Data for processing -
============

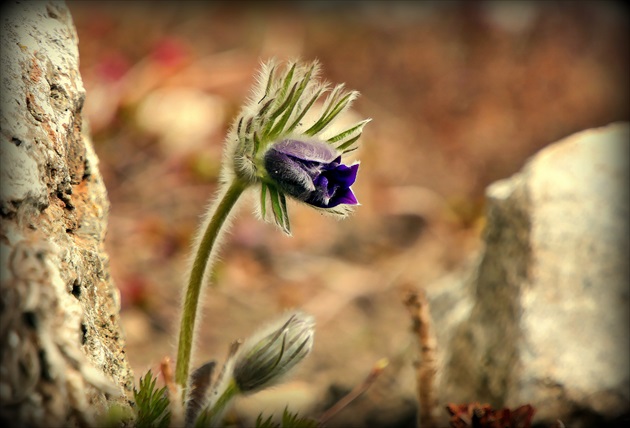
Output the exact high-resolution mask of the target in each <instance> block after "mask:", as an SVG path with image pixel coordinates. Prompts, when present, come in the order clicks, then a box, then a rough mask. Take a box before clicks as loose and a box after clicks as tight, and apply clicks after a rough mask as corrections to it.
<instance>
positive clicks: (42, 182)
mask: <svg viewBox="0 0 630 428" xmlns="http://www.w3.org/2000/svg"><path fill="white" fill-rule="evenodd" d="M2 18H3V19H2V41H1V43H2V46H1V47H2V55H3V61H2V81H1V85H2V88H1V90H2V106H1V107H2V119H1V129H2V137H1V139H0V155H1V161H2V168H1V173H0V174H1V176H0V178H1V181H0V225H1V235H0V236H1V239H0V271H1V272H2V276H1V281H2V293H1V295H0V308H1V315H0V349H1V351H0V399H1V402H2V405H1V407H0V419H1V420H2V422H3V423H5V422H8V421H10V426H34V427H36V426H69V425H75V424H79V425H81V426H93V425H97V424H98V419H97V413H99V412H101V411H104V410H105V407H106V406H107V405H109V404H111V403H113V402H115V401H116V400H115V399H114V398H113V397H118V398H117V400H118V401H117V402H118V403H119V404H121V405H123V406H124V405H126V404H125V403H126V400H125V395H128V394H129V393H130V392H131V389H132V387H133V374H132V373H131V371H130V368H129V364H128V362H127V358H126V356H125V354H124V351H123V345H124V341H123V338H122V333H121V330H120V327H119V309H120V307H119V306H120V305H119V295H118V290H117V289H116V288H115V286H114V284H113V283H112V280H111V278H110V275H109V268H108V257H107V255H106V253H105V249H104V244H103V242H104V237H105V231H106V224H107V213H108V210H109V201H108V199H107V193H106V190H105V186H104V184H103V180H102V178H101V175H100V173H99V170H98V159H97V157H96V155H95V153H94V150H93V148H92V144H91V142H90V139H89V135H88V134H87V133H86V131H85V126H84V122H83V118H82V108H83V101H84V99H85V90H84V88H83V83H82V80H81V76H80V74H79V54H78V48H77V43H78V41H77V35H76V31H75V28H74V25H73V23H72V18H71V16H70V13H69V11H68V9H67V7H66V5H65V4H64V3H62V2H21V3H20V2H16V3H15V4H9V5H7V4H3V16H2ZM3 426H6V425H4V424H3Z"/></svg>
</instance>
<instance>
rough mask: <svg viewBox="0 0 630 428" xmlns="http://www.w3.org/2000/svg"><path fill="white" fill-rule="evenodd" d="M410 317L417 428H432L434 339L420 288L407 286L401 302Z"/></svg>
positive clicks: (425, 293) (425, 304)
mask: <svg viewBox="0 0 630 428" xmlns="http://www.w3.org/2000/svg"><path fill="white" fill-rule="evenodd" d="M404 303H405V306H407V309H408V310H409V314H410V315H411V321H412V328H413V331H414V333H415V334H416V336H417V338H418V345H419V347H420V359H419V361H418V362H417V363H416V391H417V394H418V406H419V410H418V427H419V428H420V427H424V428H434V427H436V426H437V424H436V420H435V418H434V416H433V415H434V412H435V408H436V398H435V394H434V382H435V374H436V372H437V356H436V348H437V340H436V338H435V335H434V333H433V330H432V327H431V314H430V313H429V302H428V300H427V297H426V293H425V292H424V290H423V289H419V290H417V289H414V288H412V287H409V291H408V292H407V296H406V297H405V300H404Z"/></svg>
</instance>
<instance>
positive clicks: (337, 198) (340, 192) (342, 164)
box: [265, 140, 359, 208]
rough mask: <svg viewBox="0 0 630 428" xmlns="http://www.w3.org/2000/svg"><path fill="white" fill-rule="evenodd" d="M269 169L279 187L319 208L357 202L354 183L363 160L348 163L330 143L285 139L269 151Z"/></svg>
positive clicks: (265, 166) (286, 191)
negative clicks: (350, 163) (333, 147)
mask: <svg viewBox="0 0 630 428" xmlns="http://www.w3.org/2000/svg"><path fill="white" fill-rule="evenodd" d="M265 169H266V171H267V174H268V175H269V177H270V178H271V179H272V180H273V181H274V183H275V184H276V186H278V188H279V189H280V190H281V191H283V192H285V193H286V194H288V195H289V196H292V197H294V198H296V199H298V200H300V201H302V202H306V203H307V204H309V205H313V206H315V207H317V208H334V207H336V206H337V205H339V204H348V205H357V204H358V202H357V199H356V197H355V196H354V194H353V193H352V190H350V186H351V185H352V184H353V183H354V181H355V180H356V178H357V172H358V170H359V164H358V163H356V164H353V165H351V166H347V165H344V164H342V163H341V156H340V155H338V154H337V152H336V150H335V149H334V148H332V147H331V146H330V145H329V144H326V143H321V142H319V141H298V140H284V141H281V142H279V143H276V144H274V145H272V146H271V147H270V148H269V150H268V151H267V152H266V153H265Z"/></svg>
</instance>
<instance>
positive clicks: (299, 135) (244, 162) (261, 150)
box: [175, 61, 370, 407]
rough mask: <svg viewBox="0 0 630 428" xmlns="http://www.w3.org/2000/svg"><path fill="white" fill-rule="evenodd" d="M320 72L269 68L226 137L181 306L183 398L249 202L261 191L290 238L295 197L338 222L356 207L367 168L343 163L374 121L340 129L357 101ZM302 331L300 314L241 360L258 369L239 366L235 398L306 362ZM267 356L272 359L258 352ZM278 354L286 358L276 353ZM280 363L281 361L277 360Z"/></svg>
mask: <svg viewBox="0 0 630 428" xmlns="http://www.w3.org/2000/svg"><path fill="white" fill-rule="evenodd" d="M319 72H320V67H319V63H318V62H317V61H314V62H311V63H302V62H298V61H293V62H288V63H286V64H284V65H281V64H278V63H276V62H275V61H269V62H267V63H264V64H263V65H262V67H261V71H260V72H259V74H258V76H257V81H256V84H255V85H254V88H253V90H252V94H251V96H250V98H249V100H248V101H247V102H246V103H245V105H244V107H243V108H242V109H241V111H240V113H239V115H238V116H237V118H236V120H235V121H234V124H233V125H232V127H231V128H230V130H229V131H228V134H227V136H226V146H225V150H224V153H223V161H222V169H221V171H222V172H221V183H220V186H219V190H218V192H217V195H216V198H215V200H214V201H213V203H211V204H210V205H209V207H208V210H207V211H206V214H205V216H204V220H203V223H202V225H201V227H200V229H199V234H198V235H197V237H196V239H195V243H194V248H195V253H194V258H193V259H192V265H191V269H190V277H189V280H188V286H187V288H186V292H185V295H184V300H183V305H182V321H181V324H180V332H179V341H178V348H177V366H176V371H175V377H176V381H177V383H178V384H179V385H180V386H181V388H182V391H183V393H184V395H185V394H186V390H187V387H188V384H189V376H188V375H189V368H190V361H191V353H192V344H193V337H194V333H195V324H196V319H197V309H198V306H199V301H200V296H201V291H202V285H203V284H204V280H205V279H207V272H208V271H209V270H210V269H209V268H210V267H211V266H212V263H213V261H214V260H215V258H216V254H217V247H218V246H219V244H220V242H221V239H222V237H223V235H224V233H225V230H226V229H227V227H228V226H229V224H230V218H231V217H232V216H233V214H234V212H235V211H236V210H235V207H236V206H237V203H238V202H239V200H240V197H241V195H242V194H243V193H244V192H246V191H250V190H251V189H255V190H257V191H258V192H259V200H260V203H259V204H257V207H258V213H259V214H260V217H262V218H263V219H265V220H271V221H273V222H275V224H276V225H278V226H279V227H280V228H281V229H282V230H283V231H284V232H285V233H287V234H290V233H291V229H290V225H289V215H288V211H287V202H286V199H287V196H288V197H290V198H292V199H294V200H296V201H298V202H302V203H305V204H307V205H309V206H311V207H313V208H315V209H318V210H320V211H322V212H324V213H328V214H332V215H336V216H340V217H343V216H346V215H347V214H348V213H349V212H351V210H352V208H353V207H354V206H355V205H358V201H357V198H356V197H355V194H354V192H353V191H352V188H351V187H352V185H353V184H354V183H355V180H356V179H357V173H358V170H359V163H358V162H354V163H350V164H348V163H346V162H347V160H346V161H344V157H345V156H346V155H347V154H348V153H349V152H352V151H354V150H356V149H357V147H358V140H359V137H360V136H361V134H362V132H363V127H364V126H365V125H366V124H367V123H368V122H369V121H370V119H364V120H361V121H359V122H357V123H354V124H352V125H349V126H346V127H341V128H340V127H339V126H338V125H337V124H336V122H338V120H337V119H338V118H339V117H340V116H341V115H342V113H344V112H345V111H346V110H347V109H348V108H349V107H350V105H351V104H352V102H353V100H354V99H355V98H356V97H357V96H358V92H356V91H347V90H345V88H344V85H343V84H340V85H336V86H334V87H331V85H329V84H328V83H325V82H322V81H321V80H320V78H319ZM321 100H323V102H318V101H321ZM296 323H298V324H299V325H301V326H307V325H309V324H308V322H307V321H304V320H303V319H302V318H301V317H298V316H297V315H296V317H294V318H291V319H290V320H289V321H287V325H286V326H285V327H286V328H285V329H283V330H282V332H281V333H274V335H272V336H269V337H267V341H268V346H267V345H265V346H267V347H264V346H263V347H262V348H253V349H252V351H251V353H249V354H247V356H246V357H243V358H245V360H246V361H250V362H252V364H253V365H251V364H249V363H248V365H247V366H242V367H241V368H240V369H238V367H239V366H238V364H237V369H236V371H235V372H234V373H235V377H234V383H235V385H238V387H237V386H234V389H238V390H241V391H253V390H257V389H258V388H261V387H264V385H267V384H268V381H272V380H273V379H276V378H277V377H278V375H279V373H280V372H282V371H286V370H288V369H289V368H290V367H292V366H293V365H294V364H295V363H297V361H299V360H300V359H301V358H302V357H303V354H304V350H305V349H307V348H308V349H310V345H309V343H310V342H309V337H311V336H312V335H311V336H309V333H304V332H303V333H300V334H299V335H298V336H293V335H292V334H293V333H291V332H292V331H295V328H296ZM306 330H308V329H306ZM261 350H264V351H265V352H262V353H260V352H258V353H257V352H256V351H261ZM274 350H281V351H282V352H281V353H280V354H277V353H276V354H274V353H273V352H272V351H274ZM240 355H242V354H240ZM274 355H280V356H278V360H274V359H273V358H274V357H273V356H274ZM245 360H244V361H245ZM239 361H240V360H239ZM228 395H229V394H228ZM228 395H225V396H226V397H227V396H228ZM219 407H221V406H219Z"/></svg>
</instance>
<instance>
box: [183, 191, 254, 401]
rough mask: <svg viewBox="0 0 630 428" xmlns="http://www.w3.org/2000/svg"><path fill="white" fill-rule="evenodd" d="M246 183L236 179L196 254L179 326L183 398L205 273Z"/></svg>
mask: <svg viewBox="0 0 630 428" xmlns="http://www.w3.org/2000/svg"><path fill="white" fill-rule="evenodd" d="M246 187H247V183H245V182H243V181H241V180H239V179H234V181H233V182H232V183H231V184H230V187H229V188H228V189H227V191H226V192H225V193H224V194H223V195H222V197H220V199H219V200H218V201H217V202H218V205H216V210H215V211H214V213H213V214H212V216H211V218H210V221H209V222H208V225H207V226H206V230H205V231H204V232H203V236H202V237H201V240H200V241H199V246H198V248H197V254H196V255H195V260H194V262H193V266H192V269H191V271H190V279H189V281H188V288H187V289H186V296H185V298H184V305H183V308H182V319H181V324H180V329H179V343H178V345H177V365H176V367H175V381H176V382H177V383H178V384H179V385H180V386H181V387H182V392H183V397H185V395H186V392H185V391H186V387H187V383H188V371H189V366H190V358H191V352H192V343H193V334H194V332H195V320H196V319H197V307H198V306H199V295H200V294H201V287H202V283H203V278H204V274H205V271H206V267H207V266H208V261H209V259H210V256H211V254H212V250H213V248H214V245H215V243H216V241H217V237H218V236H219V232H220V230H221V227H222V226H223V224H224V223H225V220H226V219H227V218H228V215H229V214H230V211H231V210H232V208H233V207H234V204H236V201H237V200H238V198H239V197H240V196H241V194H242V193H243V191H244V190H245V188H246Z"/></svg>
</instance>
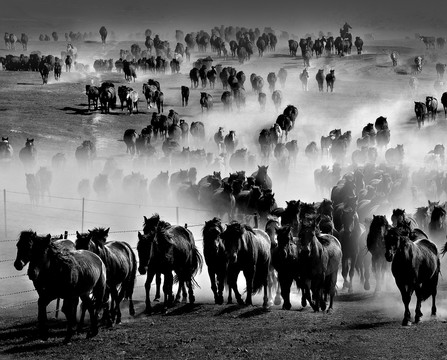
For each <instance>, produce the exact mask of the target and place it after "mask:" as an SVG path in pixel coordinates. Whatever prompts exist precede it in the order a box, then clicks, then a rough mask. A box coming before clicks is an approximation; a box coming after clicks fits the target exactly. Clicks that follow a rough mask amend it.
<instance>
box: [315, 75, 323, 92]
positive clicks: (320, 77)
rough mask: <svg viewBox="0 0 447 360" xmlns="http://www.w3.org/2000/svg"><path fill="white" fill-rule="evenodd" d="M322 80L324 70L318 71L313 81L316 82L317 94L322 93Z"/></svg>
mask: <svg viewBox="0 0 447 360" xmlns="http://www.w3.org/2000/svg"><path fill="white" fill-rule="evenodd" d="M324 78H325V77H324V69H319V70H318V72H317V74H316V75H315V80H317V83H318V91H319V92H323V85H324Z"/></svg>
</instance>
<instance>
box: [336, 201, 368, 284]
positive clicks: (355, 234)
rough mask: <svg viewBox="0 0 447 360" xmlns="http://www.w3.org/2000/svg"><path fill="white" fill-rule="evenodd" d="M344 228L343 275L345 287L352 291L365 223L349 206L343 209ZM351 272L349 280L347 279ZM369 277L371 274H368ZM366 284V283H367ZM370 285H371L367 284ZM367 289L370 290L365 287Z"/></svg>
mask: <svg viewBox="0 0 447 360" xmlns="http://www.w3.org/2000/svg"><path fill="white" fill-rule="evenodd" d="M342 224H343V227H342V230H341V231H340V243H341V248H342V251H343V258H342V276H343V279H344V283H343V288H348V291H349V292H350V293H351V292H352V279H353V277H354V273H355V267H356V264H357V261H358V258H359V253H360V245H359V244H360V237H361V235H362V233H363V232H364V228H362V227H363V225H360V222H359V218H358V215H357V212H356V211H355V210H354V209H353V208H351V207H348V208H347V209H346V208H345V209H343V214H342ZM348 273H349V281H348V280H347V277H348ZM367 276H368V279H369V274H368V275H367ZM365 284H366V283H365ZM366 287H369V286H366ZM365 290H369V289H367V288H365Z"/></svg>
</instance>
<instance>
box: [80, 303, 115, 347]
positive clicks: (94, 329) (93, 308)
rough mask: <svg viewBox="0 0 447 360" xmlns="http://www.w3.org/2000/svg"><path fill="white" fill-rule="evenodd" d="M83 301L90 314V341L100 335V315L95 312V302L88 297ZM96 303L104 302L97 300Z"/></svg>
mask: <svg viewBox="0 0 447 360" xmlns="http://www.w3.org/2000/svg"><path fill="white" fill-rule="evenodd" d="M81 300H82V303H84V304H85V305H86V307H87V310H88V313H89V314H90V330H89V331H88V332H87V339H90V338H92V337H94V336H96V335H98V314H97V313H96V311H95V306H94V303H93V300H92V299H91V298H90V297H89V296H88V295H87V296H83V297H82V298H81ZM96 301H102V299H97V300H96ZM105 313H107V311H105ZM109 320H110V319H109Z"/></svg>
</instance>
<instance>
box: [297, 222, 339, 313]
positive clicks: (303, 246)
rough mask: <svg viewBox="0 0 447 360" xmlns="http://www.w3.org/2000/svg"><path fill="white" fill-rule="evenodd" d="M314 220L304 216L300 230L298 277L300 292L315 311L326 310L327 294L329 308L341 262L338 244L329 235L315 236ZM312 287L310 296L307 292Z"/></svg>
mask: <svg viewBox="0 0 447 360" xmlns="http://www.w3.org/2000/svg"><path fill="white" fill-rule="evenodd" d="M316 231H317V230H316V223H315V219H312V218H307V219H306V221H304V222H303V224H302V226H301V229H300V233H299V243H300V251H299V255H298V260H299V262H300V277H301V281H302V282H303V288H304V289H303V295H304V297H305V299H306V300H307V301H308V302H309V304H310V305H311V306H312V309H314V311H319V309H320V308H321V310H323V311H324V310H326V306H327V303H326V302H327V297H328V295H329V297H330V300H329V308H328V311H330V310H331V309H332V306H333V303H334V296H335V286H336V284H337V273H338V268H339V266H340V264H341V257H342V251H341V245H340V243H339V242H338V240H337V239H336V238H335V237H334V236H332V235H328V234H321V235H319V236H318V237H317V235H316ZM311 290H312V297H311V294H310V291H311Z"/></svg>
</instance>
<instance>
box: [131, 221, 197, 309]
mask: <svg viewBox="0 0 447 360" xmlns="http://www.w3.org/2000/svg"><path fill="white" fill-rule="evenodd" d="M143 231H144V232H145V233H146V234H147V235H142V234H140V233H138V239H139V241H138V245H137V250H138V255H139V258H140V264H139V267H138V271H139V272H140V274H144V273H146V267H147V271H148V275H147V280H146V283H145V288H146V313H151V303H150V299H149V290H150V284H151V282H152V279H153V277H154V275H155V274H156V273H157V272H158V273H162V274H163V275H164V284H163V292H164V310H165V311H166V310H167V307H168V306H169V305H170V304H171V303H172V300H173V299H172V298H173V295H172V284H173V280H174V278H173V275H172V271H175V273H176V279H178V282H179V290H180V288H181V287H182V285H183V284H186V286H187V287H188V296H189V302H190V303H194V301H195V297H194V291H193V282H194V276H195V275H196V274H197V272H198V271H200V270H201V269H202V256H201V255H200V253H199V251H198V249H197V248H196V246H195V243H194V236H193V235H192V233H191V231H189V230H188V229H186V228H184V227H182V226H172V225H171V224H169V223H168V222H165V221H162V220H160V217H159V215H158V214H155V215H153V216H152V217H151V218H150V219H146V218H145V225H144V228H143Z"/></svg>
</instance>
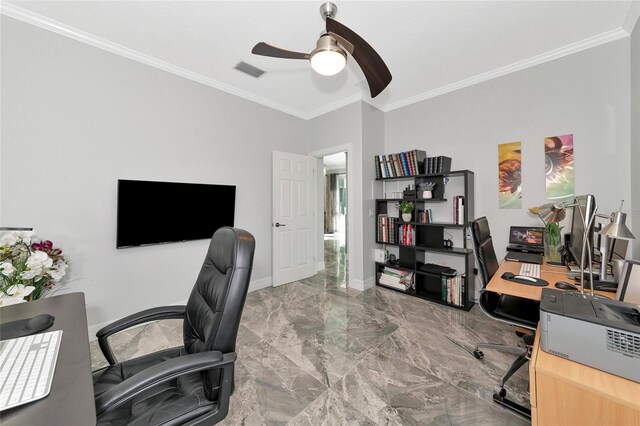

============

Goal of the exercise - From the data above, output only the lines between the line containing "positive clicks: (425, 293) (425, 304)" and the line containing "positive clicks: (265, 166) (286, 191)", inclusive, exactly as written.

Answer section -
positive clicks: (425, 293) (425, 304)
mask: <svg viewBox="0 0 630 428" xmlns="http://www.w3.org/2000/svg"><path fill="white" fill-rule="evenodd" d="M404 303H405V306H407V309H408V310H409V314H410V315H411V321H412V328H413V331H414V333H415V334H416V336H417V338H418V345H419V347H420V359H419V361H418V362H417V363H416V391H417V394H418V406H419V410H418V427H419V428H420V427H424V428H434V427H436V426H437V424H436V420H435V418H434V416H433V415H434V412H435V408H436V398H435V394H434V382H435V374H436V372H437V356H436V348H437V340H436V338H435V335H434V333H433V330H432V327H431V314H430V313H429V302H428V300H427V297H426V293H425V292H424V290H423V289H419V290H417V289H414V288H412V287H409V291H408V292H407V296H406V297H405V300H404Z"/></svg>
</instance>
<instance>
positive clicks: (337, 198) (340, 192) (342, 164)
box: [265, 140, 359, 208]
rough mask: <svg viewBox="0 0 630 428" xmlns="http://www.w3.org/2000/svg"><path fill="white" fill-rule="evenodd" d="M269 169L279 187L319 208L357 202L354 183L363 160L348 163L330 143L285 139L269 151Z"/></svg>
positive clicks: (265, 166) (286, 191)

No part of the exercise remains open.